▶ [TESTO MOSTRATO]
========
L’unica certezza è che i consumi di vino, in Italia, siano in costante ed inesorabile calo, ormai a quota 37 litri procapite all’anno, dai 55 del 1997. Sulle cause di questa diminuzioni, invece, ognuno ha le sue idee. C’è chi sostiene che sia colpa della crisi economica che ha tagliato la capacità di spesa degli italiani, chi di un cambiamento nel modo di bere e di mangiare, chi dice che sia “colpa” di una maggiore attenzione alla salute, se non di un esagerato salutismo, e così via. Secondo Angelo Gaja, uno dei produttori italiani che fanno più opinione, è semplicemente (si fa per dire) una questione di “confusione” che allontana i giovani consumatori, generata a tutti i livelli: di chi produce vino, di chi lo racconta, di chi lo giudica e di chi lo vende. “Mai che un produttore di grandi volumi, uso a dirigere la propria azienda, rifiuti la veste di “vignaiolo”, nonostante il vocabolario di lingua italiana definisca tale figura “chi coltiva (manualmente) la vigna”, dice Gaja. Che punta il dito anche sulla stampa di settore: “le guide del vino sono in Italia in numero quintuplo rispetto alla Francia. Copiose anche le classifiche dei “100 migliori vini italiani”, inevitabilmente le une diverse dalle altre. Di premi giornalisti, istituiti a beneficio di chi scrive di vino, ce ne sono in Italia di più che in tutti gli altri Paesi europei messi assieme”. Confusione, secondo Gaja, c’è anche tra chi accomuna vino e alcolici: “il vino, a causa della doverosa azione di prevenzione dell’abuso, finisce sciaguratamente accomunato e confuso con i superalcolici e le bevande dissetanti addizionate di alcol, nonostante storia, cultura e valori profondamente diversi. Senza contare che si continua a fare promozione turistica trascinando il “vino in piazza”, quando la mescita delle bevande alcoliche dovrebbe essere autorizzata solamente nei locali dotati di licenza”, aggiunge Gaja.
========
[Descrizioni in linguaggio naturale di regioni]
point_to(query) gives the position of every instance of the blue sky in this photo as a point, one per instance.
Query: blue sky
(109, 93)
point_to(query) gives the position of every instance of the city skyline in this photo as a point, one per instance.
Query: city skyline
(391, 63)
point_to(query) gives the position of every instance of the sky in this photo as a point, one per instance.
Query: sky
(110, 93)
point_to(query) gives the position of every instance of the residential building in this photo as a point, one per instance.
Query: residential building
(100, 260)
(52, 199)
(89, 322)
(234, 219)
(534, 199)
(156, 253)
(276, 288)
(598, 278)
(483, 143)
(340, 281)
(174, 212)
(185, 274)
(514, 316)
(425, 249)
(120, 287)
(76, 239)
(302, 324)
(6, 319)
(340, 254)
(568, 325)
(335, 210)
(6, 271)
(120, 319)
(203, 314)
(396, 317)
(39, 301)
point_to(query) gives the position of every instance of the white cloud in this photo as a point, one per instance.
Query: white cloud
========
▶ [COME PROCEDERE] Nel testo sul calo dei consumi di vino, spiega in una-tre frasi perché, secondo Gaja, il vino finisce accomunato e confuso con i superalcolici e con le bevande addizionate di alcol.

▶ [RISPOSTA SCRITTA] Secondo Gaja, il vino finisce accomunato e confuso con i superalcolici e con le bevande dissetanti addizionate di alcol a causa della doverosa azione di prevenzione dell'abuso. Questo accade nonostante storia, cultura e valori profondamente diversi.